Page text>
○ ○ ○ ○ ○ ○ ○

Lessons I Learned On Fire Island

As far as gay mecca’s go, Fire Island is one of those and not everyone ends up there. It’s entertaining just to hear some of the stories of those who went. Recently, I watched a film on Hulu called Fire Island, and I felt lieke I was right there. I don’t know what I was expecting. Entertainment. Eye Candy. An Expose’. The ability to sit back and say “See, it isn’t all THAT!”. Nevertheless, I learned a lot from this film that I want to share.

Directed by Andrew Ahn, the film stars a very believable, charming cast: Joel Kim Booster, Bowen Yang, Conrad Ricamora, James Scully. Yes, I realize this was from 2022 but I just got access to Hulu so don’t get your Andrew Christians in a knot. All of these characters center largely around a home on Fire Island owned by a character played by Margaret Cho who in the middle of their ritual summer visit discovers she will have to sell and this will be their last visit. The crux of the plot is how one best friend decides to surrender any fun he is going to have for a mission to get his other best friend happy and laid. However, things become a lot more complicated for the two of them and their lives are potentially changed forever as a result.

What Came Up For Me:

On one negative side for this film, but a reality in gay culture, was the flippant portryal of drug use and the normalization of it. One character who abstained protested at one point that they weren’t pushing on him to do it as normal and the response was “Oh girl, we’ve given up on you being fun anymore.” To which the character frowns and does eventually take something later on. Ick.

○ ○ ○ ○ ○ ○ ○

Records shown>
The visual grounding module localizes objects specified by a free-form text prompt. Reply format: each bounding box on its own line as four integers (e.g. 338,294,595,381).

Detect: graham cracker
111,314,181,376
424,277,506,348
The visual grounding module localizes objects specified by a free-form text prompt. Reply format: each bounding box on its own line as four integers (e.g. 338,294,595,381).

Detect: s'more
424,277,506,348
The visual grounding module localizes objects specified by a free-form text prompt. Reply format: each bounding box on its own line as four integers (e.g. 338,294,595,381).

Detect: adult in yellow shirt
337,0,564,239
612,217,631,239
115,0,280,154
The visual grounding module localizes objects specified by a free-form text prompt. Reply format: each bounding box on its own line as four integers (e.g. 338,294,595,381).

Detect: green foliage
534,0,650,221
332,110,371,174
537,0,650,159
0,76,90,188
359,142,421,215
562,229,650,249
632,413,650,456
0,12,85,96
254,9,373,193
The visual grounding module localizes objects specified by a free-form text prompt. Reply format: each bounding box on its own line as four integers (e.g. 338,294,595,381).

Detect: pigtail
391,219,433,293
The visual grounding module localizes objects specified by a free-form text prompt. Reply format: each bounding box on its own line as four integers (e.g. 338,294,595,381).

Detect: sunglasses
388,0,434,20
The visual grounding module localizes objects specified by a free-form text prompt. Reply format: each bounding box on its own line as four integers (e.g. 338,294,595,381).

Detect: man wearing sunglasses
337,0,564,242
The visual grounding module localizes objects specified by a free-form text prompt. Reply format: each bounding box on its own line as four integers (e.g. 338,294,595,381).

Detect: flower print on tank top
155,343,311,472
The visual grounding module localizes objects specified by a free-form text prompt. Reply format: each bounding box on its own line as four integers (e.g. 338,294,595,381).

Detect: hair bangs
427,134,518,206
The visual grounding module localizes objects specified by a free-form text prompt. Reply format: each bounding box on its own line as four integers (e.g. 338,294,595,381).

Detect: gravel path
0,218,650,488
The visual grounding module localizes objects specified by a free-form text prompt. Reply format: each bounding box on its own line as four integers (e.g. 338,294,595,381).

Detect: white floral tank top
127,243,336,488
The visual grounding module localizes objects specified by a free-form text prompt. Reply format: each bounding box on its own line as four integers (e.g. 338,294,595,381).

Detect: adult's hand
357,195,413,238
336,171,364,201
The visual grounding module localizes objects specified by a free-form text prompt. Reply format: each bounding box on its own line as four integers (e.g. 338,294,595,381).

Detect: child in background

○ ○ ○ ○ ○ ○ ○

Exercise 1> In the Fire Island review, who directed the film?
Exercise 2> Write a continuation of the Fire Island review, picking up after its last sentence.

Expected output 1> Andrew Ahn

Expected output 2>
This reminded me of gay parties I went to where I was called “boring” if I didn’t constantly have a drink in my hand, and I eventually got away from that scene all together where their was a lot of alcohol and drugs. Not because I’m against drinking or smoking things like pot. I’m not a prude though I like to have a different brand than that. But the real reason is that the people who do that on a regular basis are often suppressing something, addicts and not indepth people you can hold real relationships with for that long. They won’t tolerate you without bringing you down at some point. That’s just been my experience, and you learn from the burns, I always say.

Which, brings me to more positive aspects I was surprised to learn in this film. Yes, you see the partying, yes you see the hot looking guys, but as these two best friends look for one of them to get laid, something magical happens. He legit falls for someone and the person has legit feelings back. Now, as the best friend is trying to protect his buddy like a helicopter mom from all the vipers surrounding that situation, it just so happens he too also ends up setting his eyes on two guys. One is a real hottie for all outward appearences and the other a is real stoic and hyper-protective of the love interest of the best friend. So, he is having double trouble.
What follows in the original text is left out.